Adil Mardinoglu – Professor of Systems Biology
Professor Adil Mardinoglu is an expert in the field of Systems Medicine, Systems Biology, Computational Biology and Bioinformatics. He has been recruited as a Professor of Systems Biology in Centre for Host-Microbiome Interactions, King’s College London, UK where he leads a computational group. He also works as group leader in Science for Life Laboratory (Scilifelab), KTH-Royal Institute of Technology in Sweden and led a team of 25 researchers working in the area of computational biology, experimental biology and drug development.
James Garnett - Senior Lecturer in Structural Bacteriology
Dr. Garnett is a senior lecturer in Structural Bacteriology in the Centre for Host-Microbiome Interactions.
A major focus of his group’s research is unravelling the molecular details of host-pathogen interactions; in particular the structure and function of bacterial biofilms, secretion systems and secreted proteins that promote infection.
He gained his PhD from the Astbury Centre for Structural and Molecular Biology at the University of Leeds where he studied transcriptional regulation of L-arginine metabolism in bacteria. After receiving an MRC new investigator award he moved to Queen Mary University of London to setup his research group and to study mechanisms of type II secretion in Legionella pneumophila.

• **Work task 1**: In the researcher profiles, reproduce the stretch from "He gained his" through "in Legionella pneumophila." word for word.
• **Work task 2**: Shorten the paragraph of the researcher profiles that begins "He gained his PhD", keeping its main facts.
• **Work task 3**: Pick up the researcher profiles after their last sentence and write what comes next.

• **Extracted records**:
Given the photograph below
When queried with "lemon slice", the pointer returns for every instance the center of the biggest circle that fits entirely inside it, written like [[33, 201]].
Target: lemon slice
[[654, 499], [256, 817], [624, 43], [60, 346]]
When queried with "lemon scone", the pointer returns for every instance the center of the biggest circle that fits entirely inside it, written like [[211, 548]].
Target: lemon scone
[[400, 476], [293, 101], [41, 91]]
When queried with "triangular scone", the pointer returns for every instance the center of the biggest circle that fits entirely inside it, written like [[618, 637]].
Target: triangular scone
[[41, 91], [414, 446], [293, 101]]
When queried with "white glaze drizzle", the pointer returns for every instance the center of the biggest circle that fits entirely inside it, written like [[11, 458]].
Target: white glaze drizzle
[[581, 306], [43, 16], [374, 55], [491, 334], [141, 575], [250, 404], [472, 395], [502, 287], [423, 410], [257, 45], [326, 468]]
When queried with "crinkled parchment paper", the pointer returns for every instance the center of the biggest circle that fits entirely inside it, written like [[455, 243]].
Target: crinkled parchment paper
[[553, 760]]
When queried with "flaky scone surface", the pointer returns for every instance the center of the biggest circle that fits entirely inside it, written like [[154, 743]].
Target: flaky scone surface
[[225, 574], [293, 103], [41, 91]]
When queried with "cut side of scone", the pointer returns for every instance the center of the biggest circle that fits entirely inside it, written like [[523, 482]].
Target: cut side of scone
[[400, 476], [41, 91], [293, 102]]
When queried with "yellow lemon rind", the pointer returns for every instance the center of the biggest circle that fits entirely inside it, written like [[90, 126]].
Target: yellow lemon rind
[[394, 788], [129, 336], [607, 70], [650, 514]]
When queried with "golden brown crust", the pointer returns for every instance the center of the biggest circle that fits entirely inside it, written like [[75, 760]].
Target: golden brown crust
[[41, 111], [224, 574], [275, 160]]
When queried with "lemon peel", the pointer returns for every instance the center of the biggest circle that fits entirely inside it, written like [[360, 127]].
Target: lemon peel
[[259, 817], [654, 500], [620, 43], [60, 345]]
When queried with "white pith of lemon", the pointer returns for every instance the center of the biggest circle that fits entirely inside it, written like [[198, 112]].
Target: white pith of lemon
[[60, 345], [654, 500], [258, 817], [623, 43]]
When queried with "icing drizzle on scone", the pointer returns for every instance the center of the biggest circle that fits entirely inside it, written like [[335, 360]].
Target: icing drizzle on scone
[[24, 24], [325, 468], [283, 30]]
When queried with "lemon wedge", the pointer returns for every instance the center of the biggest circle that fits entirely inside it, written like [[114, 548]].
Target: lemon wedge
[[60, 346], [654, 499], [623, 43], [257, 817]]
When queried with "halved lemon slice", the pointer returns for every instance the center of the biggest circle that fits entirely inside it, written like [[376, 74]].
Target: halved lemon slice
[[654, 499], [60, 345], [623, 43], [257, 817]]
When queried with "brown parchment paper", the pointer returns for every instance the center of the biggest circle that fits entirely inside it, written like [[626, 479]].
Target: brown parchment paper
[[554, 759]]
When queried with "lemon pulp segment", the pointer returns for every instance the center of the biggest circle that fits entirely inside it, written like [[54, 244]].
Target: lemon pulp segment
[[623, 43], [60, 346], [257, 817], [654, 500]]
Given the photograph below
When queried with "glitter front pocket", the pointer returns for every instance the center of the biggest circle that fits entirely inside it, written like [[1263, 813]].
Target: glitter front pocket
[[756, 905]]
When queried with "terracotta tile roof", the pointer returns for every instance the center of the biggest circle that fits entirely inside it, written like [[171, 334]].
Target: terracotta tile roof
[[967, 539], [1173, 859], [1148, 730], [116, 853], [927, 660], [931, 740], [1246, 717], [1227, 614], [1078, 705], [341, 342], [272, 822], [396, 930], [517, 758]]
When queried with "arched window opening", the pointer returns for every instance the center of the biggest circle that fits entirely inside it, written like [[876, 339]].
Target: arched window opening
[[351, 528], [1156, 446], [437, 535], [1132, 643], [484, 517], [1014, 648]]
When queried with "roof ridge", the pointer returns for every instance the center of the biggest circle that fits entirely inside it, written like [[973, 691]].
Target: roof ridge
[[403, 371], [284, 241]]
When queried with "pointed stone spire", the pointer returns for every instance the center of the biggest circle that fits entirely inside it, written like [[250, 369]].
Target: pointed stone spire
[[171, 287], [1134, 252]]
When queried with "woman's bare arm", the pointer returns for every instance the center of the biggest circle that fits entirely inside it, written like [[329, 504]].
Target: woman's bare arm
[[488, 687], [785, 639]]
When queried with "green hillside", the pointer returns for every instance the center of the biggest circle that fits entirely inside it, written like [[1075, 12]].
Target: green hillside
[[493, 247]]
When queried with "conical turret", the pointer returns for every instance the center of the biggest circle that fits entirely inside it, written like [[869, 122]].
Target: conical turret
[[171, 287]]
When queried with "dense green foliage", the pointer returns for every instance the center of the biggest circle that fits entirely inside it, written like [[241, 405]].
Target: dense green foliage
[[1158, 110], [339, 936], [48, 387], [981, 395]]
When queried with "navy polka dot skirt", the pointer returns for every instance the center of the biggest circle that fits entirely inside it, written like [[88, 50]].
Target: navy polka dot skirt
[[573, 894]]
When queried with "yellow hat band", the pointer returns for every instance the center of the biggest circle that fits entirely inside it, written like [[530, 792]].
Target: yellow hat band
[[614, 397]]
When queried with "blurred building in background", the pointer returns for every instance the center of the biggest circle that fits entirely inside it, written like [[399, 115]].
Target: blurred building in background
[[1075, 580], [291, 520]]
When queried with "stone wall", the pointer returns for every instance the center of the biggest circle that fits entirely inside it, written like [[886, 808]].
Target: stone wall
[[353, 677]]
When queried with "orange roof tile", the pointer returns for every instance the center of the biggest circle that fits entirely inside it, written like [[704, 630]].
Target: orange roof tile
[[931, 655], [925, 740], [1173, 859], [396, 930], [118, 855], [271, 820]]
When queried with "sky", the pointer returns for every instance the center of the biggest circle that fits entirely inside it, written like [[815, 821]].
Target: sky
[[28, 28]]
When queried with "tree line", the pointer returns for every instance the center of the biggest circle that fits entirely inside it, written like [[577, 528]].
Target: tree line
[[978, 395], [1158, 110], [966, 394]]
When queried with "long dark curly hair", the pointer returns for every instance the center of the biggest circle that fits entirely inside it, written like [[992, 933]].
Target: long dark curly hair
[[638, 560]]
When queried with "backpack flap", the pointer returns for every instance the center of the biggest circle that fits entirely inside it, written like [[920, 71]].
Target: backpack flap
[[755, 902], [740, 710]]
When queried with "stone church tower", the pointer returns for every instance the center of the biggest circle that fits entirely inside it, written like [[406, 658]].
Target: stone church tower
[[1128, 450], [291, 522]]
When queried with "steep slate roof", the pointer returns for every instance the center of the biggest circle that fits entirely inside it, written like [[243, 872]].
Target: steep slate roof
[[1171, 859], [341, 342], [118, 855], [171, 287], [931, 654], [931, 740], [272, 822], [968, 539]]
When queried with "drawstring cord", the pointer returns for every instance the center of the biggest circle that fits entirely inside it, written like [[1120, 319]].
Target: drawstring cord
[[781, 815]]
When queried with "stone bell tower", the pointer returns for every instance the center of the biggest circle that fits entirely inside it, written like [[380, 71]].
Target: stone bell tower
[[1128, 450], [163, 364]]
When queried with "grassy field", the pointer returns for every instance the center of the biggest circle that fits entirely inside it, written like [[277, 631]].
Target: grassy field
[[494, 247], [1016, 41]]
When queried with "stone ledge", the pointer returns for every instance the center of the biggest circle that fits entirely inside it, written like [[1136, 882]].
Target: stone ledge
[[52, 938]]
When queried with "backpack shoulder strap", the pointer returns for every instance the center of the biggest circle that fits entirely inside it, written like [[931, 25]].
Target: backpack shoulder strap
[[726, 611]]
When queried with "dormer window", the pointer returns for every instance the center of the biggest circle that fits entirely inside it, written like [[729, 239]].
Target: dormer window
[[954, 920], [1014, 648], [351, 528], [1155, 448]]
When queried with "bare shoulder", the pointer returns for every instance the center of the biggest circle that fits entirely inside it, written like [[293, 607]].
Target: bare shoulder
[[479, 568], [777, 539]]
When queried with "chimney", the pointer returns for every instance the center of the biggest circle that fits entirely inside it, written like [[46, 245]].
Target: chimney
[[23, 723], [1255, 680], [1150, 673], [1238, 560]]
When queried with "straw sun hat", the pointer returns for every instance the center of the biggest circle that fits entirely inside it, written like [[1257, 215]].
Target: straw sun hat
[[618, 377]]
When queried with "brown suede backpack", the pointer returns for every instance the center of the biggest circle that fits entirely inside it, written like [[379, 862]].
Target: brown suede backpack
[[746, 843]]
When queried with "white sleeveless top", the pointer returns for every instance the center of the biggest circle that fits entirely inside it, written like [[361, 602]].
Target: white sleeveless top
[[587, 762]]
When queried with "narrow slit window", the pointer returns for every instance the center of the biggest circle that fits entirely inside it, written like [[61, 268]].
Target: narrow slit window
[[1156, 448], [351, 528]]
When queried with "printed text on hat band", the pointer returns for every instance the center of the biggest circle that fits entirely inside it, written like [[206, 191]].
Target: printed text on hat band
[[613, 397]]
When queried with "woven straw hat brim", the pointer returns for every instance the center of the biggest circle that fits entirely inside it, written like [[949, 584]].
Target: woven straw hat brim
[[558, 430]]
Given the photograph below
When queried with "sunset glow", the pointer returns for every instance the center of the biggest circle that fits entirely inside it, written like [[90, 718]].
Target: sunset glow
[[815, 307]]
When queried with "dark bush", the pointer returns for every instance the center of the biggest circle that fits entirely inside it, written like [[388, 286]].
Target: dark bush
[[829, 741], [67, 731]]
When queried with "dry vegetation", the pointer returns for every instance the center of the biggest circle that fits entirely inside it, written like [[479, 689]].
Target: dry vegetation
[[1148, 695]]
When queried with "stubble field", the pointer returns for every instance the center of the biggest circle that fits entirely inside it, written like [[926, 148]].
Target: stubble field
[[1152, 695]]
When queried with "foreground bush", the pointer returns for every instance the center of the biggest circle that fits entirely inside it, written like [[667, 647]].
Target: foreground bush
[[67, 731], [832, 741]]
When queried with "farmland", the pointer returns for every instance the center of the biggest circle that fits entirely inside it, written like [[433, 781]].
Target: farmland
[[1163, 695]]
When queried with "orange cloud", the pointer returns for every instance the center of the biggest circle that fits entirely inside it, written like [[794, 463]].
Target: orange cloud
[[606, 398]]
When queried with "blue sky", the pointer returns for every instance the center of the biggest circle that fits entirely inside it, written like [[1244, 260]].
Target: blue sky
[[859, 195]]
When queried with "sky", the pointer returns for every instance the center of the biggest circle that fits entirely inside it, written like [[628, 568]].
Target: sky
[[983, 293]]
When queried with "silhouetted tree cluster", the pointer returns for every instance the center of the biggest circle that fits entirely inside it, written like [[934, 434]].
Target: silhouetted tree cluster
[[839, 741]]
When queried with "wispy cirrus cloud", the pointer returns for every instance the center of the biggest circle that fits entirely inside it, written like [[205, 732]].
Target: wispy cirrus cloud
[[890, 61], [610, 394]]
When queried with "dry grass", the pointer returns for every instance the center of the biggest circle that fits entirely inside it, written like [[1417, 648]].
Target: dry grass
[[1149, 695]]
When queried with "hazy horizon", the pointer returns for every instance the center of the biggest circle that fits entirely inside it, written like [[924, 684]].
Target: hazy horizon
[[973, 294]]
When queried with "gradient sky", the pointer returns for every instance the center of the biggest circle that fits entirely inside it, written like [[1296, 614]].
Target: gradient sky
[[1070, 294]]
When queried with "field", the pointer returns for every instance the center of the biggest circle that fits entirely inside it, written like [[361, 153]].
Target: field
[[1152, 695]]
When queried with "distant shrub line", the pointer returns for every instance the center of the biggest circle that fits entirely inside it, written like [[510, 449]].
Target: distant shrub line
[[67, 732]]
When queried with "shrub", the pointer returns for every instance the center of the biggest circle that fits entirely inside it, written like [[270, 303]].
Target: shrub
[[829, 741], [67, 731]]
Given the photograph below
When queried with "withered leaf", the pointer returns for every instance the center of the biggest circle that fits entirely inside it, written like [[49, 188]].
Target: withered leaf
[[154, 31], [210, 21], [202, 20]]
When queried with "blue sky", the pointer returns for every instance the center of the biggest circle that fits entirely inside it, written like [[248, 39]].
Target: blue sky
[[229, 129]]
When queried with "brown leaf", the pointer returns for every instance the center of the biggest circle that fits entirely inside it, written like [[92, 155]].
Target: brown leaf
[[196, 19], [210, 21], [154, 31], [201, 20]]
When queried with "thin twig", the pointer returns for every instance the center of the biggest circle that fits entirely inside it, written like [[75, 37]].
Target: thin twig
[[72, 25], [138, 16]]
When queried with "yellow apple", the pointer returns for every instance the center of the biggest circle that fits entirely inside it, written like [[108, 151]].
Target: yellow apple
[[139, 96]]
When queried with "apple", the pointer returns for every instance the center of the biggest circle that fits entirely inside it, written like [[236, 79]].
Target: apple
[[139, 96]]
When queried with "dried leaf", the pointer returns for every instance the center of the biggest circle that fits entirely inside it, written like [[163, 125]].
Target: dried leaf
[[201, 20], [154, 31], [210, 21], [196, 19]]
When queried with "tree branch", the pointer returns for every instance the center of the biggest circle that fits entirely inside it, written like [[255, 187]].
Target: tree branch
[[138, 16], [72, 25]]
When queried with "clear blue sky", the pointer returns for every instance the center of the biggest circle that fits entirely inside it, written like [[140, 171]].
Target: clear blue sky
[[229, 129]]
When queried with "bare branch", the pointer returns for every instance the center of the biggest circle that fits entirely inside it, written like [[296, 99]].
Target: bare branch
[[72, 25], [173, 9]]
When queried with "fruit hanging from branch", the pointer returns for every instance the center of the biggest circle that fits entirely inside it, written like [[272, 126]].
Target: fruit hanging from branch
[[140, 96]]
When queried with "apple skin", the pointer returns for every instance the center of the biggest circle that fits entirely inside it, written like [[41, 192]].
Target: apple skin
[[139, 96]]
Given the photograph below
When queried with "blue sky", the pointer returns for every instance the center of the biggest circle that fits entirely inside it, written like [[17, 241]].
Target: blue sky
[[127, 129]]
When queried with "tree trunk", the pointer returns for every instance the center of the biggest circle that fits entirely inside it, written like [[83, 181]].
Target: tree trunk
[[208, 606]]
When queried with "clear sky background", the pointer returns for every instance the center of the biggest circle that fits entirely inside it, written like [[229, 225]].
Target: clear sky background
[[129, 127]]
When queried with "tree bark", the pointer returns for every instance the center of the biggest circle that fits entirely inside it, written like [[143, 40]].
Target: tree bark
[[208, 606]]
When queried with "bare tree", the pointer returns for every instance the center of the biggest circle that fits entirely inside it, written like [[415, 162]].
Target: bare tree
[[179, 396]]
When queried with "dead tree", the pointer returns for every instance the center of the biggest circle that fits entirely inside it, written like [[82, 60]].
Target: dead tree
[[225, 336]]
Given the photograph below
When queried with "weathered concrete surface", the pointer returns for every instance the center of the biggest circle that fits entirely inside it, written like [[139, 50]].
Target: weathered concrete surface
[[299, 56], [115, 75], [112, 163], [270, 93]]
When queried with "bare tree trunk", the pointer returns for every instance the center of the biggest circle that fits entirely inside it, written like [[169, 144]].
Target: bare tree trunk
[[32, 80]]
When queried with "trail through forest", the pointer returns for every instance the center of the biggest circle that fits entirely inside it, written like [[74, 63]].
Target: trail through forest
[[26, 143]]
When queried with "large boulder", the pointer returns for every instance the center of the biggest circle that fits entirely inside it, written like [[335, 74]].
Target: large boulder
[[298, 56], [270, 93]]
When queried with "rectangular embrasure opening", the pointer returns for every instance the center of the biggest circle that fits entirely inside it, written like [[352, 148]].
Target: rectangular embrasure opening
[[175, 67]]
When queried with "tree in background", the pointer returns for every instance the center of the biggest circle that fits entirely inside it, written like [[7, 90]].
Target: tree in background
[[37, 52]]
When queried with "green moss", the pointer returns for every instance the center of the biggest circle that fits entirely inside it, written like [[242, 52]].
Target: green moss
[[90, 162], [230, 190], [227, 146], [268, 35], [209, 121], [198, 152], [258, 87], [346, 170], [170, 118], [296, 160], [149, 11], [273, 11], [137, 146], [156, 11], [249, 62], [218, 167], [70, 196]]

• **Exercise answer 1**:
He gained his PhD from the Astbury Centre for Structural and Molecular Biology at the University of Leeds where he studied transcriptional regulation of L-arginine metabolism in bacteria. After receiving an MRC new investigator award he moved to Queen Mary University of London to setup his research group and to study mechanisms of type II secretion in Legionella pneumophila.

• **Exercise answer 2**: Dr. Garnett earned his PhD at the Astbury Centre for Structural and Molecular Biology, University of Leeds, studying transcriptional regulation of L-arginine metabolism in bacteria. After an MRC new investigator award, he moved to Queen Mary University of London to set up his research group and study type II secretion in Legionella pneumophila.

• **Exercise answer 3**:
Mads Bergholt - Lecturer in Biophotonics
Dr Bergholt received his MSc. Degree in Engineering, Physics and Technology (optics) from the University of Southern Denmark and his Ph.D. in Biomedical Engineering from National University of Singapore. He was awarded the Marie Curie Fellowship at Imperial College London and the United Kingdom Regenerative Medicine Platform (UKRMP) Special Merit Prize. He is currently a Lecturer in Biophotonics at King's College London. His research interests include biomedical optics and light-tissue interaction, linear/non-linear optical spectroscopy/imaging, advanced endoscopy and artificial intelligence in preclinical disease models and in patients to shed new light on disease onset and progression. He holds several commercialized patents in healthcare.
William Wade – Professor in Oral Microbiology
William Wade has rejoined King's after five years at QMUL. He was appointed Professor of Oral Microbiology in 1996, having previously held academic appointments at Bristol and Cardiff. He has been a pioneer in the development and application of methods for the study of the oral and human microbiome.
"I am delighted to be back at King's as part of the Centre for Host-Microbiome Interactions and am looking forward to collaborating with the wide range of talented colleagues within the Centre, including clinical researchers, microbiologists and other basic scientists, and experts in computational and systems biology."
Luigi Nibali – Professor of Periodontology
Professor Nibali joins King’s from his previous position as Reader in Periodontology at Queen Mary University of London (QMUL). He originally trained in dentistry at the University of Catania (Italy) and completed his MSc and PhD in Periodontology (‘Genetics of aggressive periodontitis’) at the UCL Eastman Dental Institute (EDI). After leaving the EDI in 2016, he worked part-time at QMUL, continuing private practice limited to periodontology and implant dentistry.
Professor Nibali has published widely in periodontal and medical journals and received several periodontal research prizes. He has wide research interests in minimally-invasive periodontal treatment, treatment of furcation-involved molars, genetics/microbial risk factors for periodontitis and periodontal medicine. He is looking forward to joining Kings College London and the opportunities within Periodontology and for multidisciplinary collaboration.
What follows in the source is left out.